#### Problem 1
Reproduce the part of the FPGA coverage passage that opens with the words containing "where B is the" and closes with "that of (3).".
#### Problem 2
Resume the FPGA coverage passage, continuing on from its final sentence.

#### Quoted passage
· · · · · · ·
The percentage coverage by a specific size FPGA can be computed by multiple integrations with limits from hyperplanes. If hyperplanes are transformed to be axis-aligned ones, the percentage coverage becomes a cumulative distribution function (CDF), which can be computed efficiently. Although the CDF of a multivariate normal distribution has no closed form, an efficient computation for it is known [9].

The transformed hyperplanes will become axis-aligned if the normal vectors of the original hyperplanes are used in the linear transformation. This transformation will change the probability distribution. The transformed RVs may be correlated even if the original RVs are uncorrelated. The transformed distribution is a normal distribution if and only if the resulting covariance matrix is positive definite. This can be guaranteed if the linear transformation is linearly independent. However, if there are hyperplanes similar to case b) of Figure 1, it may happen that the covariance matrix is not positive definite and the obtained probability is not normal anymore.

# 4.2. Finding the minimum area FPGA

After the transformation, the probability that an FPGA with a specific amount of resources,  $\vec{y}$ , covers designs can be computed using a CDF. Furthermore, the area of the FPGA which is the summation of areas of all resources in the original problem,  $ie., \vec{y} \cdot \vec{1}$ , becomes  $\vec{x} \cdot \vec{C}$ , where  $\vec{x}$  and  $\vec{C}$  are  $\vec{y}$  and  $\vec{1}$  after the transformation. Thus, the minimum area FPGA that covers a% of all designs can be formulated as

minimize 
$$f(\vec{x}) = \vec{x} \cdot \vec{C}$$
 (3)  
s.t.  $CDF(\vec{x}) = a$   
 $B^{-1}\vec{x} \succeq 0$ 

where B is the linear transformation used in Section 4.1 and  $\succeq$  means  $\ge$  for every component. Since there is no closed form for the CDF of a multivariate normal distribution, it has to be computed numerically [9]. Thus problem (3) is in an oracle form. Thus, the optimization problem is difficult to solve because an initial feasible solution is difficult to obtain. The problem can be extended to (4). Later on we will show that the solution to (4) is the same as that of (3).

minimize 
$$f(\vec{x}) = \vec{x} \cdot \vec{C}$$
 (4)  
s.t.  $1 - CDF(\vec{x}) \leq 1 - a$   
 $B^{-1}\vec{x} \succ 0$ 

Let  $x_2 = \mathcal{C}(x_1, \rho)$  defined by  $P\{X_1 \geq x_1, X_2 \geq x_2\} = \gamma$ , where  $(X_1, X_2)$  has a bivariate normal distribution with mean (0,0), variances  $\sigma_{X_1}^2, \sigma_{X_2}^2$  and correlation  $\rho$ . It is shown that  $\mathcal{C}(x_1, \rho)$  is strictly concave over  $x_1$  for  $\gamma \in (0,1)$  and any value of  $\rho$  [10].
· · · · · · ·
#### Entries shown
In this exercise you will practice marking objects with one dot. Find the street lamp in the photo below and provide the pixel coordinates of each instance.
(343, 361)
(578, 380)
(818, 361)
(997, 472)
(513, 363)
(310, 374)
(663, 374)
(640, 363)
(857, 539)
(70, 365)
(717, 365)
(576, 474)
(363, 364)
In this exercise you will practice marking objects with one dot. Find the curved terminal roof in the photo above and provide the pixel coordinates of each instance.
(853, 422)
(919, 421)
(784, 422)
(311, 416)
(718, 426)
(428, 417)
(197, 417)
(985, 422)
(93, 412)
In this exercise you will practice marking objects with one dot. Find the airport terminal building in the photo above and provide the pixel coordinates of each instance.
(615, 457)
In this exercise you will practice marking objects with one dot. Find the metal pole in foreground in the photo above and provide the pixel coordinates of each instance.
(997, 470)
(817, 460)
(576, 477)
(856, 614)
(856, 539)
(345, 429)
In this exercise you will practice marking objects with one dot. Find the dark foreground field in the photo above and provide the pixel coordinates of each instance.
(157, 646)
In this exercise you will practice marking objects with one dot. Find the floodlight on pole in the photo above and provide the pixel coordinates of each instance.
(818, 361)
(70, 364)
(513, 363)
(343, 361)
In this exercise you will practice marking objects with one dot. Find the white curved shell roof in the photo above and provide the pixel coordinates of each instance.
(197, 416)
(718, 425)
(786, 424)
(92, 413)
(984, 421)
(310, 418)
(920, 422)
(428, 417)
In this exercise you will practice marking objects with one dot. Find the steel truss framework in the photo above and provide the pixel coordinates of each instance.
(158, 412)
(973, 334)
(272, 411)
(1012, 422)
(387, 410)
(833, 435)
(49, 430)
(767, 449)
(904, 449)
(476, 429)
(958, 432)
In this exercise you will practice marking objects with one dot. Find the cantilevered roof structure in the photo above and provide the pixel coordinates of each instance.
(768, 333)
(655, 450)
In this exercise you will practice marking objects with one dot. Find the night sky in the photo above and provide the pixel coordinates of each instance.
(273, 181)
· · · · · · ·
#### Exercise response 1
where B is the linear transformation used in Section 4.1 and  $\succeq$  means  $\ge$  for every component. Since there is no closed form for the CDF of a multivariate normal distribution, it has to be computed numerically [9]. Thus problem (3) is in an oracle form. Thus, the optimization problem is difficult to solve because an initial feasible solution is difficult to obtain. The problem can be extended to (4). Later on we will show that the solution to (4) is the same as that of (3).

#### Exercise response 2
**Fig. 3.** Demonstration of (4) **Fig. 4.** Show how to compute for two-variable case.  $x^{k+1}$ .

Furthermore,  $\mathcal{C}(x_1,\rho+\epsilon)>\mathcal{C}(x_1,\rho)$ , for  $\epsilon>0$  [10]. However,  $CDF(x_1,x_2)=P\{X_1\leq x_1,X_2\leq x_2\}$ . By linear transformation, a contour of  $CDF(x_1,x_2)=\beta$  is strictly convex over  $x_1$ . As a result,  $1-CDF(\vec{x})\leq 1-a$  is also convex for 2-dimensional case as shown in Figure 3. Any marginal distribution of a multivariate normal distribution is also a normal distribution. Thus, we can infer that the feasible set is also convex in a higher dimension.

In the original problem,  $\vec{y} \succeq 0$  is convex and thus its transformed counterpart is also convex. Because intersection of convex sets yield a convex set, the constrain of (4) is convex. A local optimum point  $x^*$  must satisfy

$$\nabla f(x^*)'(x - x^*) \ge 0, \quad \forall x \in X.$$
 (5)

If f is convex over a feasible set X,  $x^*$  is also a global minimum. In our problem, (4), the objective function is linear, thus convex, and the feasible set is strictly convex, a local optimum  $x^*$  is the global optimum.

The algorithm we will present belongs to the feasible direction method which proceeds in an iterative manner. Let  $x^k$  be the current feasible solution, at iteration k.

$$x^{k+1} = x^k + \alpha^k d^k. (6)$$

 $d^k$  is a feasible and descent (regarding objective function) direction, ie.,  $\nabla f(x^{k+1})'d^k < 0$  and  $\alpha^k$  is a step size. If  $x^{k+1} = x^k$ , it means that  $d^k = 0$ ;  $\nabla f(x)'d^k > 0, \forall x \in X | \|x - x^k\| < \epsilon$ . Therefore,  $x^k$  is the optimum solution. Traditionally,  $x^{k+1}$  is obtained by solving a subproblem. However, since we have the feasible set only in oracle form, we have to find  $x^{k+1}$  numerically by searching around  $x^k$ . Using the fact that our objective function is linear, a simple, yet effective search can be performed. Consider Figure 4. A hyper-ball of radius  $\epsilon$  in n-1 dimensions centered at  $x^k$  can be drawn, where n is the dimension of the solution space.  $x^{k+1}$  is determined in 2 steps : 1) Randomly select a point on the ball. There are two points, shows as white circles, on the hyper-ball in Figure 4 and 2) Find a point x' along the contour  $1-CDF(\vec{x}) \leq 1-a$  by performing a binary search along the steepest descent direction,  $\nabla f = C$ .

These two steps will be repeated until  $x'\cdot\vec{C} < x^k\cdot\vec{C}$  and  $B^{-1}\cdot x'\succeq 0$  and that x' is used as  $x^{k+1}$ . Note that the chosen  $x^{k+1}$  may not yield the most cost reduction. However, the optimum solution is guaranteed to be found as the feasible set is convex, but may take more steps. It is possible that  $x^*$  is in an obscure location such that the feasible points oscillate between  $x^k$  and  $x^{k+1}$ . To ensure convergence,  $\epsilon$  must be small and gradually decrease in size.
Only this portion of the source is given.